Extract provided
________________________
In the twilight of the first half of the 2020s, the promise of Artificial Intelligence (AI) was a "productivity spring" that would benefit all of humanity. However, as we move through 2026, the reality is proving far more complex and, for many, ominous. AI is not merely an optimization tool, but a powerful catalyst accelerating existing social and economic inequalities, creating new forms of exclusion that some analysts are already calling "digital feudalism."

The issue of inequality is not just about income; it is about access to the power of intelligence itself. When algorithms decide who gets a loan, who gets hired, or how public resources are allocated, the bias embedded in training data transforms into systemic injustice. This inequality manifests at three primary levels: the individual, the corporate, and the geopolitical.

The Erosion of the Middle Class and Polarized Labor

The traditional belief that technological progress only replaces manual labor has been shattered. In 2026, we are witnessing unprecedented pressure on knowledge-intensive professions. AI has begun to "swallow" roles in law, accounting, and software engineering, creating a two-tier labor market. On one side, a small elite of "algorithm owners" and specialized scientists concentrate immense wealth. On the other, the majority of workers are pushed into low-paid service roles that AI cannot yet perform cost-effectively, such as personal care or manual maintenance.

This polarization is not accidental. It is the result of an economic structure where capital (ownership of AI models) yields far higher returns than labor. Without robust interventions—such as taxing robots or strengthening collective bargaining in the age of algorithms—the middle class risks shrinking to historically low levels, reminiscent of 19th-century social structures.

Digital Colonialism and the Geopolitical Gap

Globally, inequality is taking the form of a new colonialism. Global North countries, possessing the computational power and data, impose their cultural and economic standards on the rest of the world. Developing economies are often relegated to the role of "cheap data labor" providers, where thousands of people work in grueling conditions to label data for models that enrich Silicon Valley or Shanghai corporations.

Furthermore, the cost of training large language models (LLMs) has become so prohibitive that only a few nations and a handful of companies can participate in the race. This creates a dependency of poorer nations on foreign technological infrastructure, undermining their national sovereignty and their ability to develop AI solutions tailored to their specific needs and languages.
________________________
Natural-language object grounding data:
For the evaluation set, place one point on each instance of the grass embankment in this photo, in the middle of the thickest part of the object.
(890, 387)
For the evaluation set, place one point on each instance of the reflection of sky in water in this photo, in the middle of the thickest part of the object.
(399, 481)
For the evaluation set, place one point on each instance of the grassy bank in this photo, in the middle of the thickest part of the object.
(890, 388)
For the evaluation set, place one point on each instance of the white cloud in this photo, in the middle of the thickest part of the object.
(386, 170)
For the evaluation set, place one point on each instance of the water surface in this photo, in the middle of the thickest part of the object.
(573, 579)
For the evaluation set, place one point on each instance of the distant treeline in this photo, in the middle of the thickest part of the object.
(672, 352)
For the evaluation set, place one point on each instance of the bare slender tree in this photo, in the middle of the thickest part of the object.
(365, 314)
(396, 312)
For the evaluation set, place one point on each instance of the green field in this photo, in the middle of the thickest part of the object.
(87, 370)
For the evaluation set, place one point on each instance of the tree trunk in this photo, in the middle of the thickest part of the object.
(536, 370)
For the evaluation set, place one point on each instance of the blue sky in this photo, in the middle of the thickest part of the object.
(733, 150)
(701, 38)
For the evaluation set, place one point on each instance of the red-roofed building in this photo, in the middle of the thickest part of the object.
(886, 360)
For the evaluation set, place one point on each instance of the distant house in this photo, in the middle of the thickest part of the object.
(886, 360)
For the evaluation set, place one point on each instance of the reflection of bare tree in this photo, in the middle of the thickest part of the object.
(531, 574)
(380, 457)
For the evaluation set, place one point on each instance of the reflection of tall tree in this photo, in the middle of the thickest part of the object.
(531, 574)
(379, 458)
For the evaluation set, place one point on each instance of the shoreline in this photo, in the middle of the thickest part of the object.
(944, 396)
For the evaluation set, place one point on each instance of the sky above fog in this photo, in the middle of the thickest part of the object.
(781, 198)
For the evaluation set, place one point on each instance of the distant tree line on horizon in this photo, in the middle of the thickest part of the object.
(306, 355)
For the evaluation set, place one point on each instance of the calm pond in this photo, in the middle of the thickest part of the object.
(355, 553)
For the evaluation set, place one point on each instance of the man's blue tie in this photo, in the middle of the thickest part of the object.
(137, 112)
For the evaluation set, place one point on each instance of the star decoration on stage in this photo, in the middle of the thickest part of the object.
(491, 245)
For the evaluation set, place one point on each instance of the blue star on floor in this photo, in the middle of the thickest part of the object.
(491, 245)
________________________
Tasks for this exercise
• A. According to the article on AI and inequality, what are the three primary levels at which the inequality manifests?
• B. Retype the article on AI and inequality from "The issue of" up to and including "and the geopolitical.".
The material has no part in this exercise.

Answers for the exercise
• A. The individual, the corporate, and the geopolitical.

• B.
The issue of inequality is not just about income; it is about access to the power of intelligence itself. When algorithms decide who gets a loan, who gets hired, or how public resources are allocated, the bias embedded in training data transforms into systemic injustice. This inequality manifests at three primary levels: the individual, the corporate, and the geopolitical.